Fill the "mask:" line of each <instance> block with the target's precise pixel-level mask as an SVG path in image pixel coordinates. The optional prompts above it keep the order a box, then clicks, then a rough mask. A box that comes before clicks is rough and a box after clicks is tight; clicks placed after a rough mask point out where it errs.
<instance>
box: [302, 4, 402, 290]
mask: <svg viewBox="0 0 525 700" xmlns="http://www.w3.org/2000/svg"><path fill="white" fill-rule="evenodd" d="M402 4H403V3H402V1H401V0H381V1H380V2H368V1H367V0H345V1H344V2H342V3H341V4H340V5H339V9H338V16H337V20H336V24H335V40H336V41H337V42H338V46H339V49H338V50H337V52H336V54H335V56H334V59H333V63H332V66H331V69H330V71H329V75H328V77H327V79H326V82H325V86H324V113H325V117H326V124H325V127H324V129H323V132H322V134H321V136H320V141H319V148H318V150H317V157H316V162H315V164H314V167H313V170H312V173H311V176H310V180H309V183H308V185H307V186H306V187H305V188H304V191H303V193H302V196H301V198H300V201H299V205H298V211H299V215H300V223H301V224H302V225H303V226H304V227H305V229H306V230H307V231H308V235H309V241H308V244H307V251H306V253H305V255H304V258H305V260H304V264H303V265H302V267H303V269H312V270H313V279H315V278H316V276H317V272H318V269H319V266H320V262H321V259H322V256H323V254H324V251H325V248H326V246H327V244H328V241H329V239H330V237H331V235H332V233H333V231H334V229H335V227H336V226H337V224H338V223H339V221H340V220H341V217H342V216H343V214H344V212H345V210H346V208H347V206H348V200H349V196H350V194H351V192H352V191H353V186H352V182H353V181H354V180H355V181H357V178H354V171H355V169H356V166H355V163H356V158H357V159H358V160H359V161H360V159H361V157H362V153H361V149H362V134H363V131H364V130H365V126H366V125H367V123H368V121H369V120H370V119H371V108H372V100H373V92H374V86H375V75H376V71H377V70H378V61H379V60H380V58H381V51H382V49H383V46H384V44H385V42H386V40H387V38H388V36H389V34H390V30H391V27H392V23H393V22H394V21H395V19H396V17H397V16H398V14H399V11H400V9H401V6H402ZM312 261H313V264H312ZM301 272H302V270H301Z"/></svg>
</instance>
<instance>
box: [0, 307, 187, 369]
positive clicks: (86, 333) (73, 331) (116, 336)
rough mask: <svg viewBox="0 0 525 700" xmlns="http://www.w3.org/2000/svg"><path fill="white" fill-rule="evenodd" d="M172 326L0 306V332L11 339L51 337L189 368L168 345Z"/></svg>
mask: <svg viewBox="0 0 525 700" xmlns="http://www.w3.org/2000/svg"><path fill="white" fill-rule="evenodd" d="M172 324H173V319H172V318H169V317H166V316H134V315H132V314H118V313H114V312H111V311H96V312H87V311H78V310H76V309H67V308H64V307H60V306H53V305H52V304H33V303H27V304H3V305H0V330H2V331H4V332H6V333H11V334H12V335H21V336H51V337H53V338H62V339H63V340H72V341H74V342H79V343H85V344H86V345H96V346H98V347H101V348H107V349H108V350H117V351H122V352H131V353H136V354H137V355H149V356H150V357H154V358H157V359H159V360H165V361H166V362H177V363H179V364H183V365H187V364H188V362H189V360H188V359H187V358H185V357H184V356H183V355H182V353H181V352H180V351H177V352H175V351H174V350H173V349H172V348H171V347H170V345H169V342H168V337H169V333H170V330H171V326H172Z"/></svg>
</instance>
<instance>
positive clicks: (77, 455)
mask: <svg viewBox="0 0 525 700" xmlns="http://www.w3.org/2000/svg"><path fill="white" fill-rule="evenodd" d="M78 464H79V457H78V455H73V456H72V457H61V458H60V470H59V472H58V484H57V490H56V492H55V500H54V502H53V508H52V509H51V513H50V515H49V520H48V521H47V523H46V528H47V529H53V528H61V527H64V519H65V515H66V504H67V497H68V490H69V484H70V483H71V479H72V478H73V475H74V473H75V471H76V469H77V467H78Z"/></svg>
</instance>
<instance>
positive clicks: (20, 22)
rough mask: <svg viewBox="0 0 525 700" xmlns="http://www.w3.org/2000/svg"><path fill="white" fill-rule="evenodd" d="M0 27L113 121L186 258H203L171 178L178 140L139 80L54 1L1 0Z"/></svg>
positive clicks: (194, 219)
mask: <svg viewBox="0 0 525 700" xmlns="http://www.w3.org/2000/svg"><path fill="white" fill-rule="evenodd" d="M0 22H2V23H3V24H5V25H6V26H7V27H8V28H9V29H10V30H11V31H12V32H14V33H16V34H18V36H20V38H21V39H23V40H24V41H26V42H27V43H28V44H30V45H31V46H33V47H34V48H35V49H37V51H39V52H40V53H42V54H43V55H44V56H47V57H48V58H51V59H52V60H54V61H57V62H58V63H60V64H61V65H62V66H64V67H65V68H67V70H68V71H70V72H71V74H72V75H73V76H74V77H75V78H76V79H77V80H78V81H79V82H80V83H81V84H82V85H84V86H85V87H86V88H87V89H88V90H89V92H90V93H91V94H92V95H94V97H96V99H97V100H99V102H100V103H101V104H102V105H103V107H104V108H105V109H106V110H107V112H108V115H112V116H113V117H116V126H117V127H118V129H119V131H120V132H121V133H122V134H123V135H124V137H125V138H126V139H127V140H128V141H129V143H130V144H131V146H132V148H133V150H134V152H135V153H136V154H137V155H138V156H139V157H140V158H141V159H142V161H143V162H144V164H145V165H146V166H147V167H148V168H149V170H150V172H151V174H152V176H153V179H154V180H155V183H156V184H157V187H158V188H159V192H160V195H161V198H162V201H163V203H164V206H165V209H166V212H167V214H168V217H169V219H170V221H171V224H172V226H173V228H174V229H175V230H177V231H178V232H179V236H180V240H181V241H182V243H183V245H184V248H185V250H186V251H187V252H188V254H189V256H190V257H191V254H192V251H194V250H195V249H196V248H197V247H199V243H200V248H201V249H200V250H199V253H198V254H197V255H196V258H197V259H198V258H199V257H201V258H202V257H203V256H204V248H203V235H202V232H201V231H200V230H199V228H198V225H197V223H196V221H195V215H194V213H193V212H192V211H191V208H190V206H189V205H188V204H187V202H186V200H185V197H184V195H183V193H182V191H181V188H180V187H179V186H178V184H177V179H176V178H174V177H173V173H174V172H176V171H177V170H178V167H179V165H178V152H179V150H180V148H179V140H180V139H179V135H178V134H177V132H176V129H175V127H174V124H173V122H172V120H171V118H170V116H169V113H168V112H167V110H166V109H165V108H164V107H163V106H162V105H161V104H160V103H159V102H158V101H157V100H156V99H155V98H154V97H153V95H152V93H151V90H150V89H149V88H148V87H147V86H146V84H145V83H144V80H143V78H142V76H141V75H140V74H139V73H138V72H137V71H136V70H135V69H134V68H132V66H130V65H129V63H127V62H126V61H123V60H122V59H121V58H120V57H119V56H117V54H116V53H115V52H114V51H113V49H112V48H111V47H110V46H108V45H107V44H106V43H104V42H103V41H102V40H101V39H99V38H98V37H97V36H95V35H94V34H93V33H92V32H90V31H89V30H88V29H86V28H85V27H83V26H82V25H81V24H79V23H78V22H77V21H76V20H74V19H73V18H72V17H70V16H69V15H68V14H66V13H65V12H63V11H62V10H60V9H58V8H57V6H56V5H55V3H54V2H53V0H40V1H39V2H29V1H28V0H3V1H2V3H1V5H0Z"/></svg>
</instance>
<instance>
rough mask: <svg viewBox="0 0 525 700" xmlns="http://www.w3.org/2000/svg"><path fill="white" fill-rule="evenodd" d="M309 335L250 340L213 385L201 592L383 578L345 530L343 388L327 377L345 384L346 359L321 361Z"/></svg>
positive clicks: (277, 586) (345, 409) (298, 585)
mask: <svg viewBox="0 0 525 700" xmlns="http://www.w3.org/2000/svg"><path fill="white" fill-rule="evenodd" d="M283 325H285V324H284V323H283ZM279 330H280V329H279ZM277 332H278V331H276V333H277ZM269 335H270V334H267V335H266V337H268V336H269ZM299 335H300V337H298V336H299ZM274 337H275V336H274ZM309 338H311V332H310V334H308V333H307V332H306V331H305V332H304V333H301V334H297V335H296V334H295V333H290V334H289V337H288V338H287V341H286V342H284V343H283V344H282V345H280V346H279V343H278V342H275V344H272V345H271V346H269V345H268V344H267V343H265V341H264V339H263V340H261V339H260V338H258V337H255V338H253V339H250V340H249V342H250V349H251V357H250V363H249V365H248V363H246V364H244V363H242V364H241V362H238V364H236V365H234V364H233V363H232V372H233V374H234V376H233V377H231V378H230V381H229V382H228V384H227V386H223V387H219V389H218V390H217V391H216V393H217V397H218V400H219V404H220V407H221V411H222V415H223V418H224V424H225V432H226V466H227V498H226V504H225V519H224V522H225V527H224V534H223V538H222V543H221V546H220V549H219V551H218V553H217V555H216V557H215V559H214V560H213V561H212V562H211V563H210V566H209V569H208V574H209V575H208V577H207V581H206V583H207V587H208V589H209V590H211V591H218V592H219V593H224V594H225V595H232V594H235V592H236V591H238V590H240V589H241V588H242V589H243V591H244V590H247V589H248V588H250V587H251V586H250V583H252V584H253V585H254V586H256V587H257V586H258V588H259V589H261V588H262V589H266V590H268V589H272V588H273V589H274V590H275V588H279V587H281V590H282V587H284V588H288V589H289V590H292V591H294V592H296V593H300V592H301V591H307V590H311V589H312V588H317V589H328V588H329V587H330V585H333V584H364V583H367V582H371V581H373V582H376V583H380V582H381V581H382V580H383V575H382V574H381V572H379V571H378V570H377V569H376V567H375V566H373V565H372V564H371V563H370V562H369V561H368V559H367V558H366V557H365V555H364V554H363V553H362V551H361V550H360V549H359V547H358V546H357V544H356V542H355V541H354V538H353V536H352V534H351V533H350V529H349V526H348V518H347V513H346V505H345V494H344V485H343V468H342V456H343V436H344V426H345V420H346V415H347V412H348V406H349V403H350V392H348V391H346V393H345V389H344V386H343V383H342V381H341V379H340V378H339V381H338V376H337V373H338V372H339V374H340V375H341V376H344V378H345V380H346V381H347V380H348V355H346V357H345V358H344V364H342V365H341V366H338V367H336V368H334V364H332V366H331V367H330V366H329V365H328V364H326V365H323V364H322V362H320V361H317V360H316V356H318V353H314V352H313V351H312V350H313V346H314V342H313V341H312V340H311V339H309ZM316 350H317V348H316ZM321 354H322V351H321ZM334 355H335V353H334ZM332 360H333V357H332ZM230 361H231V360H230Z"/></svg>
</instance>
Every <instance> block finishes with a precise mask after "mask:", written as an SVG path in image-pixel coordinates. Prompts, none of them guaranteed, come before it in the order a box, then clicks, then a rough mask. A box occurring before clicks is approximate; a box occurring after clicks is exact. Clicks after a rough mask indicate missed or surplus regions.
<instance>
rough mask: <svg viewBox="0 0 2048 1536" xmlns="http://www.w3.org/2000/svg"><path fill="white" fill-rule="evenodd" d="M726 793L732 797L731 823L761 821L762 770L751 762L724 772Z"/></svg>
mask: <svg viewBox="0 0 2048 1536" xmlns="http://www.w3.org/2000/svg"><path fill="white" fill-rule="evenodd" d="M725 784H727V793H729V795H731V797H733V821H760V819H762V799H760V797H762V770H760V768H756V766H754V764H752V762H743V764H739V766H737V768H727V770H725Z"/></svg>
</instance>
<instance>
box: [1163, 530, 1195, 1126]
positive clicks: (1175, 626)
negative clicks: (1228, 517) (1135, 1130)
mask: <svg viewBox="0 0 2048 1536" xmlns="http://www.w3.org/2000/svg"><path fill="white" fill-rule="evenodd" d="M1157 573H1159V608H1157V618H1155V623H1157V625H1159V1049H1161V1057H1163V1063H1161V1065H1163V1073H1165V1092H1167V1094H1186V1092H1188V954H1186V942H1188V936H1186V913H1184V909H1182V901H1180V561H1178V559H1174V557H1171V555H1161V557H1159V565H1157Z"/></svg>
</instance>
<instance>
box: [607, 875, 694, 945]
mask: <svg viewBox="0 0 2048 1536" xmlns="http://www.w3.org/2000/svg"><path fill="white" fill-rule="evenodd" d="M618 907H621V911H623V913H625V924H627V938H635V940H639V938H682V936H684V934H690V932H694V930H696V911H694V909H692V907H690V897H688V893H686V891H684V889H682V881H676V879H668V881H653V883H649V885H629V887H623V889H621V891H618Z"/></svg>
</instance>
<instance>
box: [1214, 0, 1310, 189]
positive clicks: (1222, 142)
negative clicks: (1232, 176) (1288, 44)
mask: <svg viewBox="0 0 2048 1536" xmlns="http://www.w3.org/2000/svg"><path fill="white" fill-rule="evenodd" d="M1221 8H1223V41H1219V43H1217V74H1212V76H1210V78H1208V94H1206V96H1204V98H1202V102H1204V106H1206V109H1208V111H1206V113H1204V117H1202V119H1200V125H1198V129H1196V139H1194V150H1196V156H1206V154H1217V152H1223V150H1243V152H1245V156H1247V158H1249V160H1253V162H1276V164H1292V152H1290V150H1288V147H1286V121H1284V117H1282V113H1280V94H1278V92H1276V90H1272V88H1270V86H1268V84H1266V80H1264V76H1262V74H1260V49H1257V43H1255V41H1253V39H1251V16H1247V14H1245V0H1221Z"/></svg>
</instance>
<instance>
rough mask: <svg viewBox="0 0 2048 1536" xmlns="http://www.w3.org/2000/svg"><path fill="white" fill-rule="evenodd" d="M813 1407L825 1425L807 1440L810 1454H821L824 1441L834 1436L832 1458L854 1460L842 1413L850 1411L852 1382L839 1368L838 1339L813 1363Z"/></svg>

### DESCRIPTION OF THE TASK
As listed above, the lines from the line with "box: [1163, 530, 1195, 1126]" to the line with "positive clicks: (1222, 142)" are to be echoed exactly, with both ends included and nothing added.

### TASK RESPONSE
box: [1163, 530, 1195, 1126]
positive clicks: (1175, 626)
negative clicks: (1228, 517) (1135, 1130)
mask: <svg viewBox="0 0 2048 1536" xmlns="http://www.w3.org/2000/svg"><path fill="white" fill-rule="evenodd" d="M1157 573H1159V608H1157V618H1155V623H1157V625H1159V1049H1161V1057H1163V1063H1161V1065H1163V1073H1165V1092H1167V1094H1186V1092H1188V954H1186V942H1188V936H1186V913H1184V909H1182V901H1180V561H1178V559H1174V557H1171V555H1161V557H1159V565H1157Z"/></svg>
</instance>
<instance>
box: [607, 875, 694, 945]
mask: <svg viewBox="0 0 2048 1536" xmlns="http://www.w3.org/2000/svg"><path fill="white" fill-rule="evenodd" d="M618 907H621V911H623V913H625V924H627V938H635V940H639V938H682V936H684V934H690V932H694V930H696V911H694V909H692V907H690V897H688V893H686V891H684V889H682V881H676V879H668V881H653V883H649V885H629V887H623V889H621V891H618Z"/></svg>
</instance>
<instance>
box: [1214, 0, 1310, 189]
positive clicks: (1222, 142)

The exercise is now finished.